> **Task item**: Report how many lines in the data below hold "outstretched", with no other words.

(Dataset entries)
[Start of Attachment]
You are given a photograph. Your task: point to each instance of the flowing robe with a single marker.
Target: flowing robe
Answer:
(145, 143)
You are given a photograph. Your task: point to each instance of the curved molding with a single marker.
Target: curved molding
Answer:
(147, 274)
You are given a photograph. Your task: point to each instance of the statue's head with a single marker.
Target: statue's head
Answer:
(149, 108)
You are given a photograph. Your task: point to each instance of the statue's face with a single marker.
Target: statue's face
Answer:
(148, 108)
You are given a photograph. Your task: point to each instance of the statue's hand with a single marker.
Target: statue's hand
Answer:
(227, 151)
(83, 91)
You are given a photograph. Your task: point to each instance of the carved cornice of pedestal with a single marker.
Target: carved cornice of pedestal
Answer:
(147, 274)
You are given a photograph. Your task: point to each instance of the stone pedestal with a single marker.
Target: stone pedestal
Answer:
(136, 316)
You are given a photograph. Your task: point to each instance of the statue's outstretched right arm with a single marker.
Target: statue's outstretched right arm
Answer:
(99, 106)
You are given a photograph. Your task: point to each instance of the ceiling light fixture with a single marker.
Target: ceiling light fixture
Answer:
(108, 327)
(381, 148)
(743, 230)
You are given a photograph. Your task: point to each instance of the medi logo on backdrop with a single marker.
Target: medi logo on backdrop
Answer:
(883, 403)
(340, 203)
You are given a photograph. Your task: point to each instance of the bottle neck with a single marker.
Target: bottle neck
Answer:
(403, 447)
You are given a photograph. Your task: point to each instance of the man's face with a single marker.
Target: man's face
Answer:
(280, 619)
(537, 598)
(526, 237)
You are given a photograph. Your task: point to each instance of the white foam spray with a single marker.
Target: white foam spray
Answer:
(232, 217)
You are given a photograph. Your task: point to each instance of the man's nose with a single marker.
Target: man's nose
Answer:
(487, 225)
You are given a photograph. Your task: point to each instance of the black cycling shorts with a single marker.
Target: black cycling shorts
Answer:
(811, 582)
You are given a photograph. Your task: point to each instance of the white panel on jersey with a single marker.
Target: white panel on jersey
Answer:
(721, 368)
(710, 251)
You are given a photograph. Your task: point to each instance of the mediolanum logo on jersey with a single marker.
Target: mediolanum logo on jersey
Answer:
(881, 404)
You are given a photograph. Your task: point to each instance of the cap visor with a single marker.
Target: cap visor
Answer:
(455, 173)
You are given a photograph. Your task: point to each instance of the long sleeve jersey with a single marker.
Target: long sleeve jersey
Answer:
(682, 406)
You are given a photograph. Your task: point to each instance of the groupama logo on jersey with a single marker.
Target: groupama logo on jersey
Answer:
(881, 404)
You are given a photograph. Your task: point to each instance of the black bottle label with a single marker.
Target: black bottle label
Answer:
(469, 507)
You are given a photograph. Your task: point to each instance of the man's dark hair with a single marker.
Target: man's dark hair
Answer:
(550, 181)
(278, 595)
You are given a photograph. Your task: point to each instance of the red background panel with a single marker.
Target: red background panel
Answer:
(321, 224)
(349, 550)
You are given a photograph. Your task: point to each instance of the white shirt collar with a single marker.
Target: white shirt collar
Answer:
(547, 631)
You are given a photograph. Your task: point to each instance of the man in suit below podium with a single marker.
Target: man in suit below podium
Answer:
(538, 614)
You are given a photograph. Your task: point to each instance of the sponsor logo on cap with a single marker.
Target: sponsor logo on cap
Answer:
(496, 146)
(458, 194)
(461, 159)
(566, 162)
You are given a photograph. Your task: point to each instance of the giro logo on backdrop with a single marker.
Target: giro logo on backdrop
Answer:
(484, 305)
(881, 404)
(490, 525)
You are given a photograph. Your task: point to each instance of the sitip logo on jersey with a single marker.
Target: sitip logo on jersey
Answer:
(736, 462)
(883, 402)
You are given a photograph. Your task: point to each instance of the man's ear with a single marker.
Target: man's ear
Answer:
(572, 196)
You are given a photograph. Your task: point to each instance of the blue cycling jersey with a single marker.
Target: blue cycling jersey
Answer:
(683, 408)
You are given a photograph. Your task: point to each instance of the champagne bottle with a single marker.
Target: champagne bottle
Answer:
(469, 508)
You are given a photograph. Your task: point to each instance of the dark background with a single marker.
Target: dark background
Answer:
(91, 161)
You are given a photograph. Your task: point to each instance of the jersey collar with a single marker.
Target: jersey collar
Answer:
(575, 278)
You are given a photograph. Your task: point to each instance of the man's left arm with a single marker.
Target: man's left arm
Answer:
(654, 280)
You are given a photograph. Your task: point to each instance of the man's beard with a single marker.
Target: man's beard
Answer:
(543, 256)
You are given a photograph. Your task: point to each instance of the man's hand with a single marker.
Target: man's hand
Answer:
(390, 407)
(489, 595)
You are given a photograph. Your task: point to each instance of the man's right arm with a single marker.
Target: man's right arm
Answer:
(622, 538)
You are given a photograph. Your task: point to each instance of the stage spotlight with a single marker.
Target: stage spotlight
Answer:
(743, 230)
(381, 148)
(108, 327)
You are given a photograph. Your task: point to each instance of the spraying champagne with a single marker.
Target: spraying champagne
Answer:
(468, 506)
[End of Attachment]
> **The completed task**: 2